Pemko Pekanbaru
Super Hub Pemko Pekanbaru

Berita Riau

Pengakuan Eks Kepala Kanwil BPN Riau Takut Duit Disita KPK, Tarik Rp2 M, Tukar ke Dolar Singapura

Eks Kepala Kanwil Badan Pertanahan Nasional (BPN) Riau, M Syahrir, dimintai keterangan dalam kapasitasnya sebagai terdakwa

Penulis: Rizky Armanda | Editor: Ariestia
Tribunpekanbaru.com/Rizky Armanda
Eks Kepala Kanwil Badan Pertanahan Nasional (BPN) Riau, M Syahrir, dimintai keterangan dalam kapasitasnya sebagai terdakwa dalam sidang lanjutan kasus suap pengurusan Hak Guna Usaha (HGU) perusahaan sawit PT Adimulia Agrolestari dan tindak pidana pencucian uang (TPPU), Selasa (25/7/2023).

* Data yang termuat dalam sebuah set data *

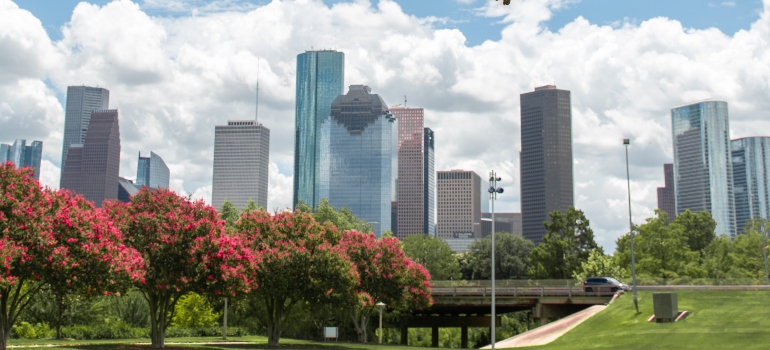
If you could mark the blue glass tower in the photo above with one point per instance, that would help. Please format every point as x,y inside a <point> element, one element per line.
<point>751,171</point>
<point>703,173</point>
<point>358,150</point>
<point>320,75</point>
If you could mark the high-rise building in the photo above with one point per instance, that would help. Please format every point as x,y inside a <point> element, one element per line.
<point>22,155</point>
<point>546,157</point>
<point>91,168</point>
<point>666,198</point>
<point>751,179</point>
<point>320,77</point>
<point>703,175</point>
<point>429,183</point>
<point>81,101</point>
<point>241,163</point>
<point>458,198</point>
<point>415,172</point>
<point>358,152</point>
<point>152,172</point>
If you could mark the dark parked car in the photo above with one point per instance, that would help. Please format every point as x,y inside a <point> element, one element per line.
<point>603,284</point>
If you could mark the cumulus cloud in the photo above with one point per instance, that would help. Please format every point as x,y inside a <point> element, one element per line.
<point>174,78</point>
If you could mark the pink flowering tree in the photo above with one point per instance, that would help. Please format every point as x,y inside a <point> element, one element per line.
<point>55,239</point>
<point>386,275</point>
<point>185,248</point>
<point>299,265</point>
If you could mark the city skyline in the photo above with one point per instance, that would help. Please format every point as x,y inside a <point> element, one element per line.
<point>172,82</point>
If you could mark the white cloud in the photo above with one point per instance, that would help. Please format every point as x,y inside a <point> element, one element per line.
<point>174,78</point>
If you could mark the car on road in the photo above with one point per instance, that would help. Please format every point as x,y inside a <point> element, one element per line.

* TANTANGAN *
A – Ulangi persis bagian berita sidang M Syahrir yang dibuka dengan kata-kata berisi "Berita Riau" dan ditutup dengan "(TPPU), Selasa (25/7/2023).".
B – Tuliskan lanjutan berita sidang M Syahrir, dimulai setelah kalimat terakhir yang tercantum.

* JAWABAN TUGAS *
A –
Berita Riau

Pengakuan Eks Kepala Kanwil BPN Riau Takut Duit Disita KPK, Tarik Rp2 M, Tukar ke Dolar Singapura

Eks Kepala Kanwil Badan Pertanahan Nasional (BPN) Riau, M Syahrir, dimintai keterangan dalam kapasitasnya sebagai terdakwa

Penulis: Rizky Armanda | Editor: Ariestia
Tribunpekanbaru.com/Rizky Armanda
Eks Kepala Kanwil Badan Pertanahan Nasional (BPN) Riau, M Syahrir, dimintai keterangan dalam kapasitasnya sebagai terdakwa dalam sidang lanjutan kasus suap pengurusan Hak Guna Usaha (HGU) perusahaan sawit PT Adimulia Agrolestari dan tindak pidana pencucian uang (TPPU), Selasa (25/7/2023).

B –
TRIBUNPEKANBARU.COM, PEKANBARU - Eks Kepala Kanwil Badan Pertanahan Nasional (BPN) Riau, M Syahrir, dimintai keterangan dalam kapasitasnya sebagai terdakwa dalam sidang lanjutan kasus suap pengurusan Hak Guna Usaha (HGU) perusahaan sawit PT Adimulia Agrolestari dan tindak pidana pencucian uang (TPPU), Selasa (25/7/2023).

Sidang digelar di Pengadilan Tipikor Pada Pengadilan Negeri Pekanbaru. Sidang diketuai hakim Salomo Ginting, dengan didampingi hakim anggota Yuli Artha Pujoyotama dan Yelmi.

Dalam keterangannya, Syahrir yang sedang berada di tahanan dan mengikuti sidang lewat video conference ini, mengaku takut uang deposito di bank disita oleh Komisi Pemberantasan Korupsi (KPK). Uang itu berjumlah Rp2 miliar.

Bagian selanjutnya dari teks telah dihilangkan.